What you have to do: Extract every line of the data below that contains the word "post".

◆ ◆ ◆ ◆ ◆

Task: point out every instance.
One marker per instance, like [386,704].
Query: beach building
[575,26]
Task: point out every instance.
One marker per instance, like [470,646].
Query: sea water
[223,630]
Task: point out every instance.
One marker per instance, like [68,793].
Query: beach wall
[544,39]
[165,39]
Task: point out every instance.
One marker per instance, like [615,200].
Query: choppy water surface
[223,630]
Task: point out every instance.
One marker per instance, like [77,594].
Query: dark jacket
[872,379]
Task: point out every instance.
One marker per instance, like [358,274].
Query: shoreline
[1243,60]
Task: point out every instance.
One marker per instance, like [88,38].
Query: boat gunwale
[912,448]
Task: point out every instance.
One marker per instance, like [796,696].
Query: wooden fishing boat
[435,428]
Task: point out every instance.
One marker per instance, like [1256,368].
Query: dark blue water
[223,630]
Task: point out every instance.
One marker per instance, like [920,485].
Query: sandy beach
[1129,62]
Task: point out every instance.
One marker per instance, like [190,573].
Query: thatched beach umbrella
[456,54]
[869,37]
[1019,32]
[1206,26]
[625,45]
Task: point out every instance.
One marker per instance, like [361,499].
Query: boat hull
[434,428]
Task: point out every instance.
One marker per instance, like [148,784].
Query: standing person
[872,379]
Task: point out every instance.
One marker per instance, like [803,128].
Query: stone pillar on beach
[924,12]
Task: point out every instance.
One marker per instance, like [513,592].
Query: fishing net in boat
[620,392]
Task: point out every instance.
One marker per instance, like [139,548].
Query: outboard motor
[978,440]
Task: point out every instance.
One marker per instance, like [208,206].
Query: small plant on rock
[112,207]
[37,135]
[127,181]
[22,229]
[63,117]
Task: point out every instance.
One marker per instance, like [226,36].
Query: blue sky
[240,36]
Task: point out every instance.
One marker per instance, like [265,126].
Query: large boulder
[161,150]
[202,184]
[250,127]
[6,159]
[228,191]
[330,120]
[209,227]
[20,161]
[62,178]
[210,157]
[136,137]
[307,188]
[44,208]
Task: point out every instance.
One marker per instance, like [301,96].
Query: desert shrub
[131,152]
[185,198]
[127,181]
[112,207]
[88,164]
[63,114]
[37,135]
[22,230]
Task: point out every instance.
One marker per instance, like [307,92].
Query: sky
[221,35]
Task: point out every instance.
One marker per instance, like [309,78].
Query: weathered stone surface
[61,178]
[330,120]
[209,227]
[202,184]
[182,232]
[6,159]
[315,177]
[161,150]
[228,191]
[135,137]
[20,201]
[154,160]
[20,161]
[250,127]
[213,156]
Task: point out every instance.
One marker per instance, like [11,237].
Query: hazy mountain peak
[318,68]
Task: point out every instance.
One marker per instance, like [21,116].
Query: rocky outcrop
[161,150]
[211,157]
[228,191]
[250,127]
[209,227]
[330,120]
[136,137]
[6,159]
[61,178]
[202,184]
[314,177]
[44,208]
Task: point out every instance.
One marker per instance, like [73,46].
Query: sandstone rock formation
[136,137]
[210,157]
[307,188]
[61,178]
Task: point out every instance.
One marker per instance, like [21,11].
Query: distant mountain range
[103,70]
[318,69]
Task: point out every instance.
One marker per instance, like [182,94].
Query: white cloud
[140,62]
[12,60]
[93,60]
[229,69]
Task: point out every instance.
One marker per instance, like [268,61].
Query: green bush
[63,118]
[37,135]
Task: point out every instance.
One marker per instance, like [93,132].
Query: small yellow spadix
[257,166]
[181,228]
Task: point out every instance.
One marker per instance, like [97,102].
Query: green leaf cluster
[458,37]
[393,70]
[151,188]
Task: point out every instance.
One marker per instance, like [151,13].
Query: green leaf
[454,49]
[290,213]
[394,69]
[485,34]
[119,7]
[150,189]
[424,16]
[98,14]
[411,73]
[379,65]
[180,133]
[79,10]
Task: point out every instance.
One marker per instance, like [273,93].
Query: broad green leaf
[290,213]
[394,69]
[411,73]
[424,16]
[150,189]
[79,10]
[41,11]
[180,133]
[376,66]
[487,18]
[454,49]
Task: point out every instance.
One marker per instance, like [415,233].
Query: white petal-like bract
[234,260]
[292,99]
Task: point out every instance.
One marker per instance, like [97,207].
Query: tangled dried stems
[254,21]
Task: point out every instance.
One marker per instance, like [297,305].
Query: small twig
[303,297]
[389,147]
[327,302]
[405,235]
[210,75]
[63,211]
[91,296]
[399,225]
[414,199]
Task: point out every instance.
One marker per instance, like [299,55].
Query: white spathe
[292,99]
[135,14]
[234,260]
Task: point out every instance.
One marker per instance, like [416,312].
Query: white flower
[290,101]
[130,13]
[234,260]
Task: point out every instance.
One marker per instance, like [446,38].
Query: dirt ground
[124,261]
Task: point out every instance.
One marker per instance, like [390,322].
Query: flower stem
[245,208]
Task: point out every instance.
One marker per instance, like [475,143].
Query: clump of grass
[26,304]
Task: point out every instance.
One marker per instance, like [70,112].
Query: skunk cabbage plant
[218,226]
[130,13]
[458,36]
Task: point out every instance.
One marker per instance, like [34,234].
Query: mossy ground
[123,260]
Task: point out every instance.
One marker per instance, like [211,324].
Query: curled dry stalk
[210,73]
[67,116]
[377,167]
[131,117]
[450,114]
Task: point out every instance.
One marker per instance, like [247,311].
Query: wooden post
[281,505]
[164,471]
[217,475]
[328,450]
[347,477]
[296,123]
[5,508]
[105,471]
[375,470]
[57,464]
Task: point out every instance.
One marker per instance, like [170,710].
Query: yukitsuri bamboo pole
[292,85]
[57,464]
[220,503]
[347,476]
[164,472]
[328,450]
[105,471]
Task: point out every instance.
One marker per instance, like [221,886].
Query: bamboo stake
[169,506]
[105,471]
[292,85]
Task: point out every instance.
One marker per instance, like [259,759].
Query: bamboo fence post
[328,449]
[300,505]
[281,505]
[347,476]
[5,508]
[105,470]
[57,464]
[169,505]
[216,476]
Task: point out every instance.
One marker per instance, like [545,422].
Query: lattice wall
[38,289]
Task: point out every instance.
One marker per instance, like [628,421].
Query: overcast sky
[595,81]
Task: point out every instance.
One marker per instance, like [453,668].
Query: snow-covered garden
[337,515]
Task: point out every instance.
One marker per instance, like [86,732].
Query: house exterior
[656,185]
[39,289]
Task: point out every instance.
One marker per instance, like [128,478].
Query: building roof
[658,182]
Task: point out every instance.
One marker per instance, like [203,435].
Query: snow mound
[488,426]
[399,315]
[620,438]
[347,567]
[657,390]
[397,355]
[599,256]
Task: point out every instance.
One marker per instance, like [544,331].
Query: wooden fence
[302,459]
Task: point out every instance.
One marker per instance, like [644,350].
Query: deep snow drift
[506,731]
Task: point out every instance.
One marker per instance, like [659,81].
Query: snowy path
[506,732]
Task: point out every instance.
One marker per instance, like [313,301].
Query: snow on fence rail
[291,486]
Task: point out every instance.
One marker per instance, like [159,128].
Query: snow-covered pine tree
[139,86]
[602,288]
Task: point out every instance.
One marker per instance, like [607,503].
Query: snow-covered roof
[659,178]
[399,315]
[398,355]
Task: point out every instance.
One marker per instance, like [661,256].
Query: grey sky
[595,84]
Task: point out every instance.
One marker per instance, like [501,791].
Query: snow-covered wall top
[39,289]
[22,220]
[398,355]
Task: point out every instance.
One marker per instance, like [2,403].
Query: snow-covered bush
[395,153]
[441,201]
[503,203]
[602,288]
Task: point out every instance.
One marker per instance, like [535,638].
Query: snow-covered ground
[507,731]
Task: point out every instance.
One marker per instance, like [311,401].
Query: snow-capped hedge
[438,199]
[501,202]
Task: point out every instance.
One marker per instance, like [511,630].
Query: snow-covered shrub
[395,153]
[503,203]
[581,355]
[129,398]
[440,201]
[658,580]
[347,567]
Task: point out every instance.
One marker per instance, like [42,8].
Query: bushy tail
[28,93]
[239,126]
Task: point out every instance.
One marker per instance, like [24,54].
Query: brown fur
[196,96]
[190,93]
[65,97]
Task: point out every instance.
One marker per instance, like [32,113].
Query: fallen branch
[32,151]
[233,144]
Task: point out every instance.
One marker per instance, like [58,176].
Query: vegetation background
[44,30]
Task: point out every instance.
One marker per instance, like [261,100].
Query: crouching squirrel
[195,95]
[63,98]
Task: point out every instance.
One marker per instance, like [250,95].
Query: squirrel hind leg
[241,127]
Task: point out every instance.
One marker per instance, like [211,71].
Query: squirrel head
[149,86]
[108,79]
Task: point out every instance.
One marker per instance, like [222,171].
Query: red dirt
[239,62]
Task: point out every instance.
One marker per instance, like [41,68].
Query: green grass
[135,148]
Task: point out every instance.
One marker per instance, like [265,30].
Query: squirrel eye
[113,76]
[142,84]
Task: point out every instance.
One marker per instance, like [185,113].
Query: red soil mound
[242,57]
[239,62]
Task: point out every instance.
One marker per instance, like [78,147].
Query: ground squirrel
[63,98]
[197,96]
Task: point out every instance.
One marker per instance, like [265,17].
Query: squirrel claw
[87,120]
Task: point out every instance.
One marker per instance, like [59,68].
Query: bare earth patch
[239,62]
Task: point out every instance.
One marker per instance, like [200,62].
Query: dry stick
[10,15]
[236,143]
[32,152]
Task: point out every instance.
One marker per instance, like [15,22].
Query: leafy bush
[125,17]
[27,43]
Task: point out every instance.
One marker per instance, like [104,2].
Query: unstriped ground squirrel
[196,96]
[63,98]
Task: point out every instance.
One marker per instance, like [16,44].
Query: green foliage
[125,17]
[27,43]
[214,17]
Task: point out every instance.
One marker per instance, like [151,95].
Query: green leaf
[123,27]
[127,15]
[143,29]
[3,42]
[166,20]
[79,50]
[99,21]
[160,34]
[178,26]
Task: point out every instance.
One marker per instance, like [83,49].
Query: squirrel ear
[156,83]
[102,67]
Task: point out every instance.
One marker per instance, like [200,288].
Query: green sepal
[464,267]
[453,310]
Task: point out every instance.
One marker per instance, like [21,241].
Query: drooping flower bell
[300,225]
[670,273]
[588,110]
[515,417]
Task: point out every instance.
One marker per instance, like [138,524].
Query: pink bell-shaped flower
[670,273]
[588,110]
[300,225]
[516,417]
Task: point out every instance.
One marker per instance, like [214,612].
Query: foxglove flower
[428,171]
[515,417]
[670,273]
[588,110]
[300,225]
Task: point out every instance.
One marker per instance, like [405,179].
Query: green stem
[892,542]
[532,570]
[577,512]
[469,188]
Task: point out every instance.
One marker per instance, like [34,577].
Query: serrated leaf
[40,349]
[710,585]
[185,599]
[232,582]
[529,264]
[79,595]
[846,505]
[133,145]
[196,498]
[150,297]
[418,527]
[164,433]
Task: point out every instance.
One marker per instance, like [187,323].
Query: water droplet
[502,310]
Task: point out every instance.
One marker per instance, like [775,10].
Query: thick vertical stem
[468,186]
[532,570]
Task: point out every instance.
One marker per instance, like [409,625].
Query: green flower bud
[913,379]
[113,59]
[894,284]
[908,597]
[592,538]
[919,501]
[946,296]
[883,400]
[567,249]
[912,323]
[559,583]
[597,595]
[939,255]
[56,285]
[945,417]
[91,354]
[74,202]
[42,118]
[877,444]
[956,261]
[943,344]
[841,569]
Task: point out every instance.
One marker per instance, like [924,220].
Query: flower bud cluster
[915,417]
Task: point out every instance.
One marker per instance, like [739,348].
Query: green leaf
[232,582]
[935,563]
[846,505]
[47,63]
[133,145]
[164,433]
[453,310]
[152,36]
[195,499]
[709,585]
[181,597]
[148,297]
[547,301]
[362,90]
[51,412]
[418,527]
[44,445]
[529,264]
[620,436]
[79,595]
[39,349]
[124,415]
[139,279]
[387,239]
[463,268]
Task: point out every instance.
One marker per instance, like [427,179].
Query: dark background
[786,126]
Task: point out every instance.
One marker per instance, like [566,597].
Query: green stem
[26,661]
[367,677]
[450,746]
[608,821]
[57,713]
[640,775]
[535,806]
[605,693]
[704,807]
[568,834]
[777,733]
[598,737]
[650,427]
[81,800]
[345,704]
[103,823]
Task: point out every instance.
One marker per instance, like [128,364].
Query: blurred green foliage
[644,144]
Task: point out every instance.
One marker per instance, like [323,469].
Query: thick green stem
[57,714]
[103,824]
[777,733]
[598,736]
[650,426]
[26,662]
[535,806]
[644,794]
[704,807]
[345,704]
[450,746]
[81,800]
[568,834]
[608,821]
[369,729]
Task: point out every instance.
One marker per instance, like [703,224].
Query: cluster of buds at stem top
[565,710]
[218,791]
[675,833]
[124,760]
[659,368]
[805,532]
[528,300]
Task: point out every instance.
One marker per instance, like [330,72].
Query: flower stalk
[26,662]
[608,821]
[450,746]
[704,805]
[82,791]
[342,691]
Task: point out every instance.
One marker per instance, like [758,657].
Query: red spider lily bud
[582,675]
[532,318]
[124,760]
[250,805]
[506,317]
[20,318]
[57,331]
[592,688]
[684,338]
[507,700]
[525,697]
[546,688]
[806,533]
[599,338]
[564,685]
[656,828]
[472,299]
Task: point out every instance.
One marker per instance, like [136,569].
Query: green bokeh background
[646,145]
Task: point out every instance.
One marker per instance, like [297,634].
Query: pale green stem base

◆ ◆ ◆ ◆ ◆

Written reply:
Query: wooden post
Query: bamboo fence post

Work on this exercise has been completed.